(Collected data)
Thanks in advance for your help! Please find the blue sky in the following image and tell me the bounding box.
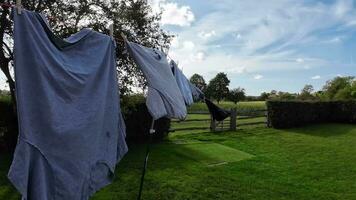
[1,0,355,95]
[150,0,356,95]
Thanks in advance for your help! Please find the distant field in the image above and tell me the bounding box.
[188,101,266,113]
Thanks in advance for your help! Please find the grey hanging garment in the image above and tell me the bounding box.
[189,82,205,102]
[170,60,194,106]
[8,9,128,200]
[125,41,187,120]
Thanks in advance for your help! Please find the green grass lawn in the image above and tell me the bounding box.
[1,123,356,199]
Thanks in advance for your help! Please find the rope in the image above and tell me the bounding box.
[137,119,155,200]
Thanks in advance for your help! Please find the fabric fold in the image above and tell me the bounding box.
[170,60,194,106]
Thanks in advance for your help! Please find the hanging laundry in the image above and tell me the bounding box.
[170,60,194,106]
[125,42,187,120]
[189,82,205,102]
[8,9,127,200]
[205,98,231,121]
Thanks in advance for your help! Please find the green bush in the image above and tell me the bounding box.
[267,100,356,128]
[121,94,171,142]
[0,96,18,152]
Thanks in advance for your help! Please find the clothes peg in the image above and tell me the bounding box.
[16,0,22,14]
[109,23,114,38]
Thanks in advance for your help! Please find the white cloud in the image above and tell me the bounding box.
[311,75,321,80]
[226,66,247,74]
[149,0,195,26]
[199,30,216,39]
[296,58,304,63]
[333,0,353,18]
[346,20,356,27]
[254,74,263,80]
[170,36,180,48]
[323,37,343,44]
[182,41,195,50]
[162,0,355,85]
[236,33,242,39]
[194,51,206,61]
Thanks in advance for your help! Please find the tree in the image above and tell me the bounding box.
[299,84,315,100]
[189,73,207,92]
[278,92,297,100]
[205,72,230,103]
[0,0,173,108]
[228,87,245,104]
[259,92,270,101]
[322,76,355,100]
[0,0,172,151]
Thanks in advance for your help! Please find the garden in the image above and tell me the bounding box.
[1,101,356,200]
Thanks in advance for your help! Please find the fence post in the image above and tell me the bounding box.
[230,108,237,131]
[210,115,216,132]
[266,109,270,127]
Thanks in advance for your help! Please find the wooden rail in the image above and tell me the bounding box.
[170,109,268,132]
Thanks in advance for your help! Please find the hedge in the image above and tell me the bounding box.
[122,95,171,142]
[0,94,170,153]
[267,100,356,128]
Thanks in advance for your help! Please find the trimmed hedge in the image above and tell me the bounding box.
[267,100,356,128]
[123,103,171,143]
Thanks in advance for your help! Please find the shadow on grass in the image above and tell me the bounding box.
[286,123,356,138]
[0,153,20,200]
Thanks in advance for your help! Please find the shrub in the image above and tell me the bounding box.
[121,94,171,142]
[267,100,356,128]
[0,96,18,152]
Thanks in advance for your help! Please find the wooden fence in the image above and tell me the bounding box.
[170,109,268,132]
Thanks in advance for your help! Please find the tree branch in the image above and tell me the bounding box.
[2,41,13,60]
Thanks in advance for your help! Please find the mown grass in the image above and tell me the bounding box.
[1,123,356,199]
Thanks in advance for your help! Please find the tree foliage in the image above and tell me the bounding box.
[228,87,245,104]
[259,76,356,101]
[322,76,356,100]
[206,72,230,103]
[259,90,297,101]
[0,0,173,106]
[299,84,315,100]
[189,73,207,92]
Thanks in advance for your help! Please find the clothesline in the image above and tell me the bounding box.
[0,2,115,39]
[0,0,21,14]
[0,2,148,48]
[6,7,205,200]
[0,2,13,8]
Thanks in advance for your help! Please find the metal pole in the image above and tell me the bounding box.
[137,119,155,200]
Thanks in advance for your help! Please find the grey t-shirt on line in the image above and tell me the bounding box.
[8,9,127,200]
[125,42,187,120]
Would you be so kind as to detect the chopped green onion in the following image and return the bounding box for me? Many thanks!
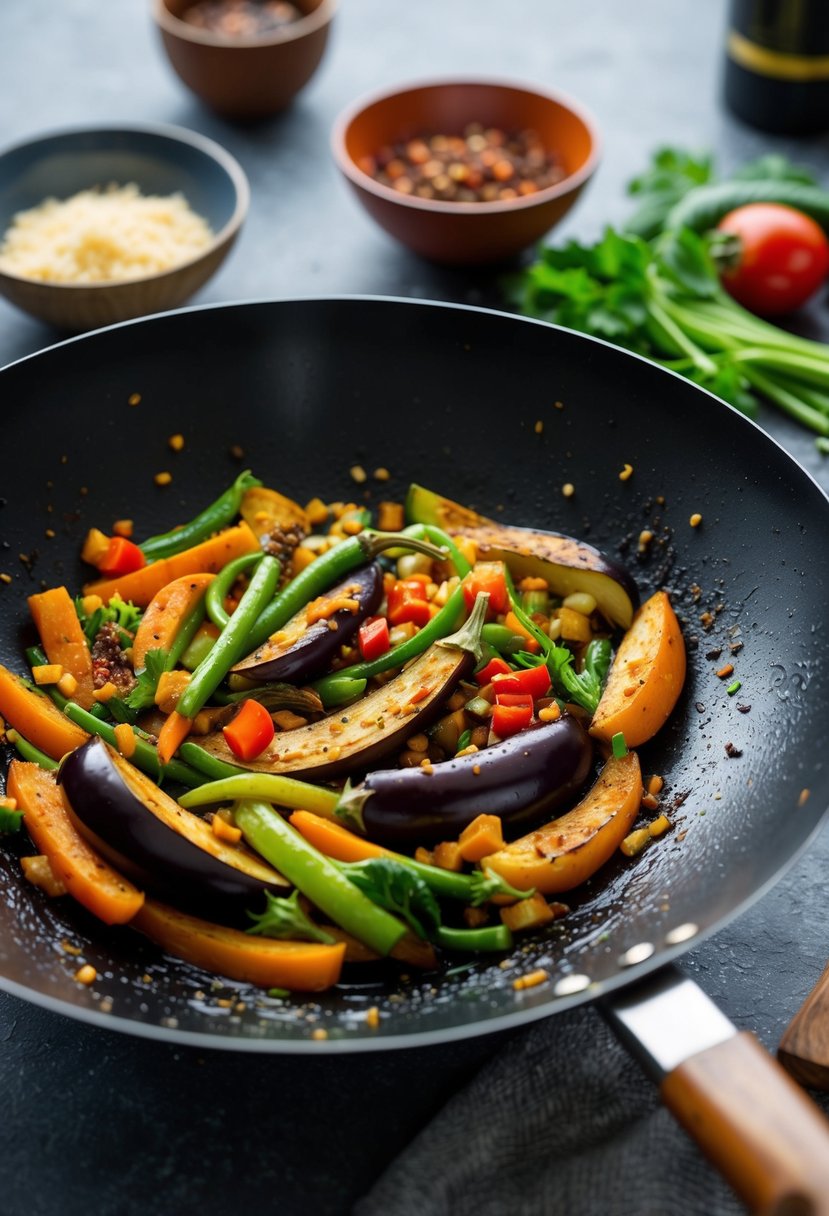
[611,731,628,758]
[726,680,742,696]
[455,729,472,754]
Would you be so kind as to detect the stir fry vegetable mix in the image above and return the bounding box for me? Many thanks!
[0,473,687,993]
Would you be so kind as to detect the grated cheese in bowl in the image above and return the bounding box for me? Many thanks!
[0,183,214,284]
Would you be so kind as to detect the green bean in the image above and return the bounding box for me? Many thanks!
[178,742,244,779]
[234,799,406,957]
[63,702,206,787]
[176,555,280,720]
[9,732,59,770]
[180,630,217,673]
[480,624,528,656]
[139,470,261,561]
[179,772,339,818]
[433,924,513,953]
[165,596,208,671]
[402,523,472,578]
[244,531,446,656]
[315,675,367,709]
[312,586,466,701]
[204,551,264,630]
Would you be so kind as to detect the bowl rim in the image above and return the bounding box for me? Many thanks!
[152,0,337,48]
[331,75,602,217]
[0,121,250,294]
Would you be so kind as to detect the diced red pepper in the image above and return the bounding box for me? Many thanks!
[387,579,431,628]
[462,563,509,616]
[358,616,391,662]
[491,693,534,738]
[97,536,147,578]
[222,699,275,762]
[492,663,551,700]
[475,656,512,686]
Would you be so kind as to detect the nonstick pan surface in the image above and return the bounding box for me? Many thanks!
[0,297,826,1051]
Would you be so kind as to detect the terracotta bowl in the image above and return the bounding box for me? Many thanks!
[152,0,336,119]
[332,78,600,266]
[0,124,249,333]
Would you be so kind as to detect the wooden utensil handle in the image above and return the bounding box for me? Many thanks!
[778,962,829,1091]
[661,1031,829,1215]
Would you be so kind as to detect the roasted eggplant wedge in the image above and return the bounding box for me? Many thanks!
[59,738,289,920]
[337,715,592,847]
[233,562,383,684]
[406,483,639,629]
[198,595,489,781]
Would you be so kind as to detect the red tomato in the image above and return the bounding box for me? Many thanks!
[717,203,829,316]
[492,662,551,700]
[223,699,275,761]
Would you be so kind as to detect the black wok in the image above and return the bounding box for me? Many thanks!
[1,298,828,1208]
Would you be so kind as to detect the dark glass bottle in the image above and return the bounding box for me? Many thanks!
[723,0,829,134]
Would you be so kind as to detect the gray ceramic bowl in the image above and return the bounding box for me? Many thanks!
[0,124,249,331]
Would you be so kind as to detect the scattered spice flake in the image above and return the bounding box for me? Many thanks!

** To do **
Give the records a second time exactly, keeping the images out.

** Your solution **
Thanks in advance for your help! Please find the blue sky in the following image and tell me the bounding box.
[1,0,355,95]
[150,0,356,95]
Thanks in advance for your help! Please find the distant field in the image above and tell me the bounding box.
[188,101,266,113]
Thanks in advance for your help! Please find the grey hanging garment in the image above and tell me the bounding box.
[189,82,205,102]
[170,60,194,106]
[8,9,128,200]
[125,41,187,120]
Thanks in advance for your help! Please find the green grass lawn in the image above and tell me the bounding box.
[1,123,356,199]
Thanks in advance for your help! Please find the rope in the image above and tell me the bounding box.
[137,119,155,200]
Thanks in advance for your help! Please find the fabric fold in the image above and tell me the bounding box.
[170,60,194,106]
Thanks in advance for your help! Please find the hanging laundry in the image above and tell me the bounding box.
[170,60,194,106]
[125,42,187,120]
[189,82,205,102]
[8,9,127,200]
[205,98,231,121]
Thanks in advance for your help! Please find the green bush in the image above and tell me the bounding box.
[267,100,356,128]
[121,94,171,142]
[0,96,18,152]
Thanks in advance for your help! Please find the clothes peg in the image above and tell me the bounding box.
[16,0,22,14]
[109,23,114,38]
Thanks in advance for your help! Please find the white cloud in the image above and tell me the bounding box.
[311,75,321,80]
[226,66,247,74]
[149,0,195,26]
[199,30,216,39]
[296,58,304,63]
[333,0,353,18]
[346,20,356,27]
[254,74,263,80]
[170,36,180,48]
[323,37,343,44]
[182,41,195,50]
[162,0,355,85]
[236,33,242,39]
[194,51,206,61]
Thanks in advance for your help! Please find the tree in the image above and tell me the bounding box.
[299,84,315,100]
[189,73,207,92]
[278,92,297,100]
[205,72,230,103]
[0,0,173,108]
[228,87,245,104]
[259,92,270,101]
[322,76,355,100]
[0,0,172,151]
Thanks in advance for your help! Please find the garden in the image above and tell me the bounding box.
[1,101,356,200]
Thanks in advance for your help! Please find the fence post in the image above and tell me the bounding box.
[230,108,237,131]
[210,115,216,132]
[266,109,270,127]
Thanks in advance for your help! Please find the wooden rail in the image above and tell me the bounding box.
[170,109,268,132]
Thanks in advance for your help! Please find the hedge in the image above and tell me the bounding box.
[122,95,171,142]
[0,94,170,153]
[267,100,356,128]
Thanks in advance for your help! Please find the trimmed hedge in the image above and tell me the bounding box.
[267,100,356,128]
[123,103,171,143]
Thanks in advance for your help! Please find the shadow on grass in the image above and tell me the bounding box.
[286,123,356,138]
[0,153,20,200]
Thanks in advance for your help! Please find the shrub in the image above and tell me the bounding box.
[121,94,171,142]
[267,100,356,128]
[0,96,18,152]
Thanks in advance for your help! Please find the wooden fence in the image above and tell me the bounding box.
[170,109,268,132]
Thanks in advance for your help! Please find the tree branch in the image above and tell me the bounding box.
[2,41,13,60]
Thanks in advance for your help! Please find the mown grass in the image above and tell me the bounding box.
[1,123,356,199]
Thanks in advance for your help! Please find the tree foliage in the image above and tell me the bounding box.
[228,87,245,104]
[259,76,356,101]
[322,76,356,100]
[206,72,230,103]
[259,90,297,101]
[0,0,173,106]
[299,84,315,100]
[189,73,207,92]
Thanks in advance for your help! Please find the clothesline in the image above and tell me the bounding box.
[0,2,115,39]
[0,0,21,14]
[0,2,148,48]
[6,7,205,200]
[0,2,13,8]
Thanks in advance for your help! Please find the metal pole in the image above and tell me the bounding box.
[137,119,155,200]
Thanks in advance for your help! Please find the grey t-shirt on line in the image above and tell me the bounding box.
[8,9,127,200]
[125,42,187,120]
Would you be so kind as to detect the chopped green onion in the following image and return the bounding box for me? Many thanks!
[611,731,628,758]
[726,680,742,696]
[455,729,472,754]
Would you be so kind as to detect the stir fry vegetable mix in the image above and return the bounding box for me? Many thanks!
[0,473,687,993]
Would you be so kind as to detect the grated cheese in bowl in the image above and return the bounding box for me? Many thanks!
[0,183,214,284]
Would you be so kind as to detect the green bean in the image above and return the bounding box for me? Many thanks!
[178,742,244,779]
[234,799,406,957]
[63,702,206,787]
[176,555,280,720]
[9,732,59,770]
[180,630,217,673]
[480,624,528,656]
[139,470,261,561]
[179,772,339,818]
[433,924,513,953]
[165,596,208,671]
[402,523,472,578]
[244,531,446,656]
[315,675,367,709]
[312,586,466,701]
[204,551,264,630]
Would you be so kind as to detect the bowl rim in the image above and return the bounding box for me? Many thanks!
[152,0,337,48]
[331,75,602,217]
[0,121,250,294]
Would you be so kind as to detect the diced red pepper in the image above and return the bounding box for me? Many thanks!
[387,579,431,628]
[462,563,509,616]
[358,616,391,662]
[491,693,534,738]
[97,536,147,578]
[222,699,275,762]
[492,663,551,700]
[475,656,512,686]
Would you be so kind as to detect the nonstick pan surface in the image above and return the bounding box for me? Many thanks!
[0,297,826,1051]
Would you be so kind as to detect the terracotta bowl in the image above and return the bounding box for me? Many thanks!
[152,0,336,119]
[332,78,600,266]
[0,124,249,333]
Would you be so kind as to detect the wooden utensil handle in the image above and return the bounding box for me? Many thanks!
[778,962,829,1091]
[661,1031,829,1215]
Would you be so kind as to detect the roasted eggplant wedge in the image above and return the bounding box for me? Many thanks!
[59,738,289,920]
[337,715,592,847]
[233,562,383,684]
[406,483,639,629]
[198,595,489,781]
Would you be so kind as to detect the red tomato in the image above and return the bounding box for me? Many thanks!
[717,203,829,316]
[492,662,551,700]
[223,699,275,761]
Would you be so kind as to detect the black wok in the image above and return the bounding box for me? Many thanks!
[1,298,828,1208]
Would you be so kind as to detect the dark glass bottle in the image above and return the bounding box for me? Many thanks!
[723,0,829,134]
Would you be so kind as to detect the gray ceramic bowl in the image above and return the bounding box for me? Many thanks!
[0,124,249,331]
Would you be so kind as to detect the scattered spice flake in the image above and return the bounding box for me? Many thanks!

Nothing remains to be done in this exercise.